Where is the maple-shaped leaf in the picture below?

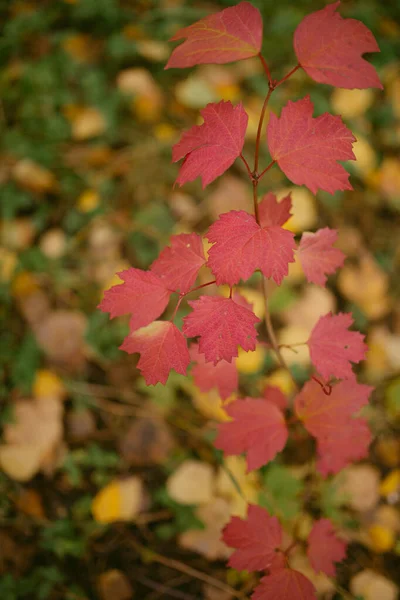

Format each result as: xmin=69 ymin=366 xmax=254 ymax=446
xmin=293 ymin=2 xmax=383 ymax=89
xmin=183 ymin=296 xmax=260 ymax=365
xmin=222 ymin=504 xmax=282 ymax=571
xmin=307 ymin=519 xmax=347 ymax=577
xmin=294 ymin=378 xmax=373 ymax=439
xmin=264 ymin=385 xmax=288 ymax=411
xmin=214 ymin=398 xmax=288 ymax=471
xmin=206 ymin=210 xmax=295 ymax=285
xmin=297 ymin=227 xmax=345 ymax=286
xmin=151 ymin=233 xmax=206 ymax=294
xmin=307 ymin=313 xmax=368 ymax=380
xmin=189 ymin=344 xmax=238 ymax=400
xmin=251 ymin=569 xmax=317 ymax=600
xmin=120 ymin=321 xmax=190 ymax=385
xmin=165 ymin=2 xmax=263 ymax=69
xmin=267 ymin=96 xmax=356 ymax=194
xmin=98 ymin=267 xmax=171 ymax=331
xmin=258 ymin=192 xmax=292 ymax=227
xmin=317 ymin=418 xmax=372 ymax=477
xmin=172 ymin=100 xmax=248 ymax=188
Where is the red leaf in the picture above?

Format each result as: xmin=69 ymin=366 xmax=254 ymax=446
xmin=151 ymin=233 xmax=206 ymax=294
xmin=298 ymin=227 xmax=345 ymax=286
xmin=267 ymin=96 xmax=356 ymax=194
xmin=294 ymin=378 xmax=372 ymax=439
xmin=258 ymin=192 xmax=292 ymax=227
xmin=98 ymin=267 xmax=171 ymax=331
xmin=172 ymin=100 xmax=248 ymax=188
xmin=293 ymin=2 xmax=383 ymax=89
xmin=165 ymin=2 xmax=263 ymax=69
xmin=189 ymin=344 xmax=238 ymax=400
xmin=307 ymin=519 xmax=347 ymax=577
xmin=317 ymin=418 xmax=371 ymax=477
xmin=222 ymin=504 xmax=282 ymax=571
xmin=120 ymin=321 xmax=190 ymax=385
xmin=183 ymin=296 xmax=260 ymax=365
xmin=307 ymin=313 xmax=368 ymax=380
xmin=251 ymin=569 xmax=317 ymax=600
xmin=206 ymin=210 xmax=295 ymax=285
xmin=214 ymin=398 xmax=288 ymax=471
xmin=264 ymin=385 xmax=288 ymax=411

========================

Format all the items above as a numbered list with one line per entry, skipping blank lines and leaving out the pictures.

[Output]:
1. Where is the maple-shaped leaf in the picture below?
2. Format each result as: xmin=69 ymin=366 xmax=254 ymax=446
3. xmin=293 ymin=2 xmax=383 ymax=89
4. xmin=183 ymin=296 xmax=260 ymax=365
5. xmin=222 ymin=504 xmax=282 ymax=571
6. xmin=307 ymin=519 xmax=347 ymax=577
7. xmin=294 ymin=378 xmax=373 ymax=439
8. xmin=264 ymin=385 xmax=288 ymax=411
9. xmin=214 ymin=398 xmax=288 ymax=471
10. xmin=206 ymin=210 xmax=295 ymax=285
11. xmin=297 ymin=227 xmax=345 ymax=286
12. xmin=151 ymin=233 xmax=206 ymax=294
13. xmin=307 ymin=313 xmax=368 ymax=380
14. xmin=189 ymin=344 xmax=238 ymax=400
15. xmin=251 ymin=569 xmax=317 ymax=600
16. xmin=120 ymin=321 xmax=190 ymax=385
17. xmin=165 ymin=2 xmax=263 ymax=69
18. xmin=267 ymin=96 xmax=356 ymax=194
19. xmin=98 ymin=267 xmax=171 ymax=331
20. xmin=258 ymin=192 xmax=292 ymax=227
21. xmin=317 ymin=418 xmax=372 ymax=477
22. xmin=172 ymin=100 xmax=248 ymax=188
23. Where is the red leaf in the picture above?
24. Format each result as: xmin=69 ymin=366 xmax=254 ymax=446
25. xmin=151 ymin=233 xmax=206 ymax=294
26. xmin=298 ymin=227 xmax=345 ymax=286
27. xmin=267 ymin=96 xmax=356 ymax=194
28. xmin=294 ymin=378 xmax=372 ymax=439
29. xmin=258 ymin=192 xmax=292 ymax=227
30. xmin=98 ymin=267 xmax=171 ymax=331
31. xmin=172 ymin=100 xmax=248 ymax=188
32. xmin=293 ymin=2 xmax=383 ymax=89
33. xmin=165 ymin=2 xmax=263 ymax=69
34. xmin=189 ymin=344 xmax=238 ymax=400
35. xmin=307 ymin=519 xmax=347 ymax=577
36. xmin=317 ymin=418 xmax=371 ymax=477
37. xmin=222 ymin=504 xmax=282 ymax=571
38. xmin=120 ymin=321 xmax=190 ymax=385
39. xmin=183 ymin=296 xmax=260 ymax=365
40. xmin=307 ymin=313 xmax=368 ymax=380
41. xmin=251 ymin=569 xmax=317 ymax=600
42. xmin=206 ymin=210 xmax=295 ymax=285
43. xmin=214 ymin=398 xmax=288 ymax=471
44. xmin=264 ymin=385 xmax=288 ymax=411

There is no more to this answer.